**** Extrait du texte ****

N’en déplaise à J-F. Revel, le totalitarisme était-il dans les oeuvres de nos trois utopistes ou dans la politique des monarques anglais autoritaires et sanguinaires ? On peut très bien comprendre qu’après avoir tenté de combattre les politiques dominantes ils se réfugièrent dans l’imaginaire, et sans faire “table rase” du passé ou du présent, mais en glissant leurs messages dans des récits à caractère politico- social.
Pour être des créateurs d’un genre littéraire nouveau (l’ancêtre des fictions contemporaines), ces trois écrivains proposent des visions si différentes que l’on devrait parler des utopies, plutôt que de l’utopie. Pour Thomas More, il s’agit de construire une société idéale, pour De Foë de reconstruire une nouvelle société avec les outils anciens, enfin pour Swift, nous sommes en présence d’une contre-utopie. cette contre-utopie qui consiste à exagérer certains aspects négatifs de la société (effet de miroir déformant) se retrouvera plus tard chez Huxley et Orwell, notamment.

**** Données brutes ****

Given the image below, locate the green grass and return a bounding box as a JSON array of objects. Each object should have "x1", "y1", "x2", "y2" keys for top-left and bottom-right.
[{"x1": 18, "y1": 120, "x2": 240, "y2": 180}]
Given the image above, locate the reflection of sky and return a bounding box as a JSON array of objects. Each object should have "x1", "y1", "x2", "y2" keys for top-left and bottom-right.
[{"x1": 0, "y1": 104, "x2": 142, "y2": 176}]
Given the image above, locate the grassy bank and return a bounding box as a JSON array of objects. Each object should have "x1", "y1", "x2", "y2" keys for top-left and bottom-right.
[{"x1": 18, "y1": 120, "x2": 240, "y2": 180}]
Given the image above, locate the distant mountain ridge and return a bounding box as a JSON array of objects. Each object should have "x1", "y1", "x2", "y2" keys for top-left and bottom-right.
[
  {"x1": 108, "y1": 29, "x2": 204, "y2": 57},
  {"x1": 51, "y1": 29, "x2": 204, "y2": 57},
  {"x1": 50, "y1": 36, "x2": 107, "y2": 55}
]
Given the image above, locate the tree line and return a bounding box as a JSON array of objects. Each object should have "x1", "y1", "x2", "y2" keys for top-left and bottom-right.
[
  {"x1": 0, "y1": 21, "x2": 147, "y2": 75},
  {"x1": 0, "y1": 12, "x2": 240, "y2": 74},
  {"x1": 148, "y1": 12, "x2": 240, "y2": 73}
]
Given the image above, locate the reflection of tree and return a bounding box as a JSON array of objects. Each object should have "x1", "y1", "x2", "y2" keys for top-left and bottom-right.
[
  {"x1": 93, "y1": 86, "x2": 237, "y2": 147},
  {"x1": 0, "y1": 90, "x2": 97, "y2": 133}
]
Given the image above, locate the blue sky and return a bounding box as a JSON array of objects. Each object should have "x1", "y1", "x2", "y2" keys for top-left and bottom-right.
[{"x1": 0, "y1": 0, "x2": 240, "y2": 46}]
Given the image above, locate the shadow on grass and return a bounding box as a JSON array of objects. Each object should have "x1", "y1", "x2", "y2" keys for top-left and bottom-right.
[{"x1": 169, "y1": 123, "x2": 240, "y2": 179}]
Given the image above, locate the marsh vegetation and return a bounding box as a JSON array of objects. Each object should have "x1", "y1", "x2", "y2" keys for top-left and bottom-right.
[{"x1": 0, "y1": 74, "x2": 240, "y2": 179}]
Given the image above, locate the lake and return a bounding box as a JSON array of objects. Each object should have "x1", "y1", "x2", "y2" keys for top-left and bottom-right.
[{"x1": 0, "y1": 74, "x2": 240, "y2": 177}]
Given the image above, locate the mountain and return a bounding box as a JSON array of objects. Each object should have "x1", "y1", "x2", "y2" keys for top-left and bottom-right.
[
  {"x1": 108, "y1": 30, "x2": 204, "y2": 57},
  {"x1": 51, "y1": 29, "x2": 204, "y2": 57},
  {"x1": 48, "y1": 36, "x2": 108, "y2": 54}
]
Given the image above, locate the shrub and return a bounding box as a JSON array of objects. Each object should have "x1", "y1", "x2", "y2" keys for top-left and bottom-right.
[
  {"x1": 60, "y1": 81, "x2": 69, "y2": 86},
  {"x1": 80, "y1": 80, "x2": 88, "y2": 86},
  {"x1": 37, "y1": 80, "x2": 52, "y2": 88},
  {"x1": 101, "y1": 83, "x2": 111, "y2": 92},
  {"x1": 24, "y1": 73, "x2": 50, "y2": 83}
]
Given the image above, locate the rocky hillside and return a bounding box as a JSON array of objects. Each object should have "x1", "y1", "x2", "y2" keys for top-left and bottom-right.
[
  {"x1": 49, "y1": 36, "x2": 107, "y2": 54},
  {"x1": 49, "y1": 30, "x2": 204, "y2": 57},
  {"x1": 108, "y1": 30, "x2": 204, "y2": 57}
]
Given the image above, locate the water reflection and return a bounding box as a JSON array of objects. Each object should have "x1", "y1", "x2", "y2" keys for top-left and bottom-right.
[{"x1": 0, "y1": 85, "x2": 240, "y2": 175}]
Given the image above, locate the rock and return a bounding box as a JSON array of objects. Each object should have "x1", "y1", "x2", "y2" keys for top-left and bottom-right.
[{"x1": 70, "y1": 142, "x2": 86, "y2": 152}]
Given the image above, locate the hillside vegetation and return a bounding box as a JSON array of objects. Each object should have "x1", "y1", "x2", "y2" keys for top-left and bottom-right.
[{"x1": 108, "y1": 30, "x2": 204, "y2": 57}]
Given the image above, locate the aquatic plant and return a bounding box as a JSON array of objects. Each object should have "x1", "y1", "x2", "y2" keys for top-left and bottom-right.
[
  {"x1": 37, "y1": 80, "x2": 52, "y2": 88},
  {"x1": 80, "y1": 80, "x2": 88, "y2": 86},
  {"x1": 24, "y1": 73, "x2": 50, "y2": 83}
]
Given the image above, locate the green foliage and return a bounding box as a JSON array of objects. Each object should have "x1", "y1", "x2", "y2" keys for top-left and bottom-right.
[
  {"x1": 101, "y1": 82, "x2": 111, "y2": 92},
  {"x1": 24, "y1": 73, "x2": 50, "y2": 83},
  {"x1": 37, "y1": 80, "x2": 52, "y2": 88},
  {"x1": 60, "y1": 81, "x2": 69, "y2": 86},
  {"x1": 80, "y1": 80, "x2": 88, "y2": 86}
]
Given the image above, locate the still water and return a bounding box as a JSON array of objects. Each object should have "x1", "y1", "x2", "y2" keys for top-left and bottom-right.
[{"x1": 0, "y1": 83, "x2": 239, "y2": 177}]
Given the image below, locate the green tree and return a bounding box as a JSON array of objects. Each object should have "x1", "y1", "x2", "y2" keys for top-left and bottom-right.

****

> **Consigne**:
Recopiez le passage du texte sur les utopistes qui commence à « N’en déplaise à » et se termine à « caractère politico- social. », en remplaçant « monarques » par « souverains ».

> **Solution rédigée**:
N’en déplaise à J-F. Revel, le totalitarisme était-il dans les oeuvres de nos trois utopistes ou dans la politique des souverains anglais autoritaires et sanguinaires ? On peut très bien comprendre qu’après avoir tenté de combattre les politiques dominantes ils se réfugièrent dans l’imaginaire, et sans faire “table rase” du passé ou du présent, mais en glissant leurs messages dans des récits à caractère politico- social.